Copy each of the rows below word for word, without changing anything.
▬▬▬▬▬▬▬▬▬▬
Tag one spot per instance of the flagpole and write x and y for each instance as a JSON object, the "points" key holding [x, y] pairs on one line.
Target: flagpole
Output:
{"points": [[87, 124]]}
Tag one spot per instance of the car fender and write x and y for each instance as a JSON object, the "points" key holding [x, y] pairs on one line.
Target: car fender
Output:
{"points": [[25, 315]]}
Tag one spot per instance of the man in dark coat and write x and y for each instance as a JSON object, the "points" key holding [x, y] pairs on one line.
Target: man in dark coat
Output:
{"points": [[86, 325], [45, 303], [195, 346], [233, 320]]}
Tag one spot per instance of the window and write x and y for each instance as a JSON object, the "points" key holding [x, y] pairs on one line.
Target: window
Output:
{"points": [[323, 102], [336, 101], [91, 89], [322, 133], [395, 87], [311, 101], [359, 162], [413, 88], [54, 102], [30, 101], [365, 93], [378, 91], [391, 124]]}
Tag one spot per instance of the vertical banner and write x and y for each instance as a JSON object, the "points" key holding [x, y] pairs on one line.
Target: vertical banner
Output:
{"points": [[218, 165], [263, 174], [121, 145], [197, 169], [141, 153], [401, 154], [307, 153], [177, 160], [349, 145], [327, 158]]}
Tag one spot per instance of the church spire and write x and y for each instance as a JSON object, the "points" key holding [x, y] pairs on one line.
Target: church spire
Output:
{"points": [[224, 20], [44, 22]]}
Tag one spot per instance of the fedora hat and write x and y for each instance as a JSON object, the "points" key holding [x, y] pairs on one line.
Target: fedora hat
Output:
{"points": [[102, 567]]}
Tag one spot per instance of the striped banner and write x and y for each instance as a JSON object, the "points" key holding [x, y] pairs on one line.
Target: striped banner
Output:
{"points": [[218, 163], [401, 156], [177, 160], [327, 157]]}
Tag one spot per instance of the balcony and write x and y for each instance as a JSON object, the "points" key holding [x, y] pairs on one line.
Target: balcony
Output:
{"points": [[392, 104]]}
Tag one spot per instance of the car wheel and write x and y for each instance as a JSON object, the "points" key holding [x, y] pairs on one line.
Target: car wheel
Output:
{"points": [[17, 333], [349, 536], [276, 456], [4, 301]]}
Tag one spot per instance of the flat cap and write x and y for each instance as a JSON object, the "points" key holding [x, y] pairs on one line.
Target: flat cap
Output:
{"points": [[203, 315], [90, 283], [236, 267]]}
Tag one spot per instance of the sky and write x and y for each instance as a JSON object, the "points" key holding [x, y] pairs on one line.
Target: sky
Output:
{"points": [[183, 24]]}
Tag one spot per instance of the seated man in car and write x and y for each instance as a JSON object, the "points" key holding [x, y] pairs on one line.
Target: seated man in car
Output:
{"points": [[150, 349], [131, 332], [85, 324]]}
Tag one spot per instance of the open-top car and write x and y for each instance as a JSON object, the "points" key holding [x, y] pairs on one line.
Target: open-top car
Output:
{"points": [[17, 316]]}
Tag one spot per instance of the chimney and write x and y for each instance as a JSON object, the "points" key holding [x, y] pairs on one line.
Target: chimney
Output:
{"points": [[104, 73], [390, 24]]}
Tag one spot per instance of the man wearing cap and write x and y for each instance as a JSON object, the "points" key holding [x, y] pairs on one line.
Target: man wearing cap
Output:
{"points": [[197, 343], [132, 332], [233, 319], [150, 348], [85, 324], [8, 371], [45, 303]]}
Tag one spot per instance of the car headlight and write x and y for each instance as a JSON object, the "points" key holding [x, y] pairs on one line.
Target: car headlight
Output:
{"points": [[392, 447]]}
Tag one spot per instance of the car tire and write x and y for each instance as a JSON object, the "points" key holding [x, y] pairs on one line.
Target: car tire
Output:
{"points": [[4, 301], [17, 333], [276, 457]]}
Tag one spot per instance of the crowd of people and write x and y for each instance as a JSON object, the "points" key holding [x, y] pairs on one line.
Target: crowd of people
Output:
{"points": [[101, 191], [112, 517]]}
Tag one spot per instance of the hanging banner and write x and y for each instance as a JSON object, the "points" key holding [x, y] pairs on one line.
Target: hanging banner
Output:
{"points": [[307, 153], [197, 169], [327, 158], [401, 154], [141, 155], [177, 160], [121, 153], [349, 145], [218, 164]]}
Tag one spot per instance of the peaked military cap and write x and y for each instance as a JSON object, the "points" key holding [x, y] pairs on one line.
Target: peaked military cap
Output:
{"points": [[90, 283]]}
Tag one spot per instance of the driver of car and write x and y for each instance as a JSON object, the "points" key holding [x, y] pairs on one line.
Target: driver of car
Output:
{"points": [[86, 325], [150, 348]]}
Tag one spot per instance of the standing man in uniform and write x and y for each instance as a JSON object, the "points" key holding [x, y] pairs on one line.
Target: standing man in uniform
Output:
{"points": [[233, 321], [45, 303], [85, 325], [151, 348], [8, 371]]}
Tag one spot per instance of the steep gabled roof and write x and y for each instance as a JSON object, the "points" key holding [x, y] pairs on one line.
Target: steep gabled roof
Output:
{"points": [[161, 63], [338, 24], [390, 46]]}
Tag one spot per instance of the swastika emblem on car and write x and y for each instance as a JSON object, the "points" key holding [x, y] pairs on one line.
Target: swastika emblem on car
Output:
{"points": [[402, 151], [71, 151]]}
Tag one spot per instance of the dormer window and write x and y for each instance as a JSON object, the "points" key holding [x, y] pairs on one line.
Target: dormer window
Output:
▬▬▬▬▬▬▬▬▬▬
SOLUTION FOR THIS TASK:
Tag one spot per instance of the flagpole and write x and y for each instance as a JSON object, the "points" key holding [x, y] pairs on one line.
Target: flagpole
Output:
{"points": [[87, 124]]}
Tag one spot per instance of the car fender and write x and y for each instance as a JSON object, the "points" key holding [x, y] pairs on one line.
Target: car fender
Output:
{"points": [[25, 315]]}
Tag one spot per instance of the man in dark coat and write x and y for each instance as a JSON object, the "points" key holding [x, y] pairs on one line.
Target: man in dark coat
Output:
{"points": [[86, 325], [45, 303], [195, 346], [233, 320]]}
Tag one spot per instance of the window and write x and y for each instance as a JSON object, the "points" key holding [x, y] pairs on one line.
Target: window
Output:
{"points": [[323, 102], [336, 101], [91, 89], [322, 133], [395, 87], [311, 101], [359, 162], [413, 88], [54, 102], [30, 101], [365, 93], [378, 91], [391, 124]]}
Tag one spot per instance of the vertical banner and write x and y for each instance as a JSON object, the "points" key holding [x, y] pairs on one line.
Target: vertical banner
Output:
{"points": [[218, 165], [263, 174], [121, 145], [197, 169], [141, 153], [401, 154], [307, 153], [177, 160], [349, 145], [327, 158]]}
Tag one spot per instance of the church spire and write x and y for each instance as a JSON object, the "points" key holding [x, y] pairs on one line.
Target: church spire
Output:
{"points": [[224, 20], [44, 22]]}
Tag one spot per instance of the fedora hat and write x and y for each instance as a JSON object, the "points" key holding [x, y] pairs on one line.
Target: fedora hat
Output:
{"points": [[102, 567]]}
Tag one spot per instance of the striped banner and write x and y for each instance as a JSON object, the "points" key holding [x, y] pairs on one line.
Target: striped banner
Output:
{"points": [[218, 163], [401, 156], [177, 160], [327, 157]]}
Tag one spot per instance of the balcony and write x and y for each instance as a JSON object, the "points" key holding [x, y] pairs on one line.
Target: balcony
Output:
{"points": [[392, 104]]}
Tag one spot per instance of the car wheel and write x and y for each instance as a JSON object, the "points" key holding [x, y] pairs on one line.
Target: car wheel
Output:
{"points": [[17, 333], [349, 536], [276, 456], [4, 301]]}
Tag one spot per instance of the flat cap and write x and y for each instance as a JSON object, the "points" key holding [x, y] pairs on one line.
Target: flat cap
Output:
{"points": [[203, 315], [90, 283], [236, 267]]}
Tag one spot per instance of the sky and write x and y for each instance as a JSON object, the "points" key holding [x, y] pairs on one line.
Target: sky
Output:
{"points": [[183, 24]]}
Tag one spot per instance of the seated man in car and write x and y for each instance as a JSON object, the "points" key holding [x, y] pairs on one line.
Target: seated man in car
Output:
{"points": [[150, 349], [131, 332], [85, 324]]}
Tag one spot per instance of the open-top car and write x and y for each instance as a JSON object, the "points" key holding [x, y] pairs on one line.
Target: open-top car
Output:
{"points": [[17, 316]]}
Tag one spot per instance of the chimney and write x and y for each instance as a JSON object, the "points" key holding [x, y] pairs on one line.
Target: chimney
Output:
{"points": [[104, 73], [390, 24]]}
Tag one spot per instance of the man wearing cap and write x and y for each instance as a JSON object, the "points" key holding [x, y] pairs on one line.
Target: man wearing cap
Output:
{"points": [[197, 343], [132, 332], [233, 319], [150, 348], [85, 324], [8, 371], [45, 303]]}
Tag one spot per instance of the car headlight and write x and y for each instance as a JSON object, the "points" key holding [x, y] pairs on one line.
Target: car headlight
Output:
{"points": [[392, 447]]}
Tag one spot per instance of the car tire and write x and y for each instance as a JSON object, the "points" key holding [x, y] pairs on one line.
Target: car tire
Output:
{"points": [[4, 301], [17, 333], [276, 457]]}
Tag one spot per instance of the crowd of people and write x and y for each instance as a JSON object, the "points" key holding [x, y] pairs on one line.
Target: crowd of people
Output:
{"points": [[101, 191], [112, 517]]}
Tag one spot per instance of the hanging banner and write x and y for each instance as a JSON object, the "points" key holding [x, y] pairs on one line.
Target: hanging banner
Output:
{"points": [[307, 153], [197, 169], [327, 158], [401, 154], [141, 155], [177, 160], [121, 153], [349, 145], [218, 164]]}
Tag one spot per instance of the peaked military cap and write x and y for each instance as a JSON object, the "points" key holding [x, y] pairs on one line.
Target: peaked military cap
Output:
{"points": [[90, 283]]}
Tag one spot per instance of the driver of car and write x and y for each instance as a JSON object, the "points" key holding [x, y] pairs on one line.
Target: driver of car
Output:
{"points": [[86, 325], [150, 348]]}
Tag one spot per instance of the standing man in uniform and write x and y for each instance as a JSON object, the "points" key holding [x, y] pairs on one line.
Target: standing man in uniform
Output:
{"points": [[233, 321], [45, 303], [85, 325], [151, 348], [8, 371]]}
Tag one spot per instance of the steep gabled roof and write x and y for each instance as a JSON object, the "points" key holding [x, y] pairs on one line.
Target: steep gabled roof
Output:
{"points": [[161, 63], [338, 24], [390, 46]]}
Tag one spot per instance of the swastika emblem on car and write x and y for each instance as a JSON object, the "points" key holding [x, y] pairs on one line.
Target: swastika emblem on car
Output:
{"points": [[402, 151], [71, 151]]}
Tag one spot per instance of the dormer window and write x and y for each instance as a JSON object, the "points" key holding [x, y] pairs on one line.
Target: dormer window
Output:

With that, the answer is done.